*Source document:*
++++++

NOTE 6.  COMMITMENTS AND CONTINGENCIES

 

Registration and Shareholder Rights

 

The holders of the Founder Shares, Private Placement Warrants and warrants that may be issued upon conversion of Working Capital Loans (and any Class A ordinary shares issuable upon the exercise of the Private Placement Warrants and warrants that may be issued upon conversion of Working Capital Loans) are entitled to registration rights pursuant to a registration and shareholder rights agreement. The holders of these securities are entitled to make up to three demands, excluding short form demands, that the Company register such securities. In addition, the holders have certain “piggy-back” registration rights with respect to registration statements filed subsequent to the completion of the initial Business Combination. The Company will bear the expenses incurred in connection with the filing of any such registration statements.

 

Underwriting Agreement

 

The Company granted the underwriters a 45‑day option from the date of this prospectus to purchase up to 7,500,000 additional Units at the Initial Public Offering price less the underwriting discounts and commissions. On August 26, 2020, the Company issued an additional of 4,398,433 Units at the Initial Public Offering price at $10.00 per Unit pursuant to the partial exercise of the underwrites’ over-allotment option.

 

The underwriters were entitled to an underwriting discount of $0.20 per unit, or $6.9 million in the aggregate, paid upon the closing of the Initial Public Offering. In addition, $0.35 per unit, or approximately $12.1 million in the aggregate will be payable to the underwriters for deferred underwriting commissions. The deferred fee will become payable to the underwriters from the amounts held in the Trust Account solely in the event that the Company completes a Business Combination, subject to the terms of the underwriting agreement.

 

In connection with the consummation of the sale of Units pursuant to the over-allotment option on August 26, 2020, the underwriters were entitled to an additional fee of approximately $0.9 million paid upon closing and an additional deferred underwriting commissions of approximately $1.5 million.

 

Risks and Uncertainties

 

Management continues to evaluate the impact of the COVID‑19 pandemic and has concluded that, while it is reasonably possible that the virus could have a negative effect on the Company’s financial position, results of its operations, close of the Initial Public Offering and/or search for a target company, the specific impact is not readily determinable as of the date of these unaudited condensed financial statements. The unaudited condensed financial statements do not include any adjustments that might result from the outcome of this uncertainty.

++++++

Dataset excerpts:
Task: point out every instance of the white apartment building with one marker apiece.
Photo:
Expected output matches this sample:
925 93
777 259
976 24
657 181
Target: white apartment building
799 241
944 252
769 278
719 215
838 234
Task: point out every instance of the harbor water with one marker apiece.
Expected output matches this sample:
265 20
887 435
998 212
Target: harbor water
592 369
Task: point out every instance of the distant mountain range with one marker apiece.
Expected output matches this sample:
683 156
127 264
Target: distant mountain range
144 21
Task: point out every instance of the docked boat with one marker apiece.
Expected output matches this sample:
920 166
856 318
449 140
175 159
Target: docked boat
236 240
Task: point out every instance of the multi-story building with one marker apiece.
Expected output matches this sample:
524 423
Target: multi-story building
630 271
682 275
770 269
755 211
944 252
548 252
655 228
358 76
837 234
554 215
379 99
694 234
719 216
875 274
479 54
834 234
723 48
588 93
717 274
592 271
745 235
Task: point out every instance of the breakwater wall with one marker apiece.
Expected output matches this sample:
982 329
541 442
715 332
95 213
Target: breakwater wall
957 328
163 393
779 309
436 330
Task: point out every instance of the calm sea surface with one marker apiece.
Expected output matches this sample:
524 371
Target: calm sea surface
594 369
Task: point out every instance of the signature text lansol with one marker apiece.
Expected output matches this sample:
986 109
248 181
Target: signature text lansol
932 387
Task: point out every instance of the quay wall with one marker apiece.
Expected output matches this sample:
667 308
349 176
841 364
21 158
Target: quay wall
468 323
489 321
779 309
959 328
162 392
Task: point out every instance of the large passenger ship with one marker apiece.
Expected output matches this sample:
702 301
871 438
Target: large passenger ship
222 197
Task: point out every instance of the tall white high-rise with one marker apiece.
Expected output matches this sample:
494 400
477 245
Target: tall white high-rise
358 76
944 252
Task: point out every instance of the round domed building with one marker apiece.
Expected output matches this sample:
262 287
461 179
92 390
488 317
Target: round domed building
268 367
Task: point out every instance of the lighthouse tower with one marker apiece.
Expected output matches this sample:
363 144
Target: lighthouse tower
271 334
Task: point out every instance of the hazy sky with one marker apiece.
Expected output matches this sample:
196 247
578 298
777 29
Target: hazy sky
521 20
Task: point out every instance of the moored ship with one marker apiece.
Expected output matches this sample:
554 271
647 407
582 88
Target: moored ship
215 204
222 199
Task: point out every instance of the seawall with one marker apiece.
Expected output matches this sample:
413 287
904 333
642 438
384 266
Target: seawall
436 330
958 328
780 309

++++++

*Required work:*
A - Translate this sentence from the commitments and contingencies note into Spanish: "The Company will bear the expenses incurred in connection with the filing of any such registration statements."
B - Copy out everything in the commitments and contingencies note from "The underwriters were entitled to an underwriting" down to "the underwriting agreement.".

*Outputs by task:*
A - La Compañía asumirá los gastos incurridos en relación con la presentación de cualquiera de dichas declaraciones de registro.

B -
The underwriters were entitled to an underwriting discount of $0.20 per unit, or $6.9 million in the aggregate, paid upon the closing of the Initial Public Offering. In addition, $0.35 per unit, or approximately $12.1 million in the aggregate will be payable to the underwriters for deferred underwriting commissions. The deferred fee will become payable to the underwriters from the amounts held in the Trust Account solely in the event that the Company completes a Business Combination, subject to the terms of the underwriting agreement.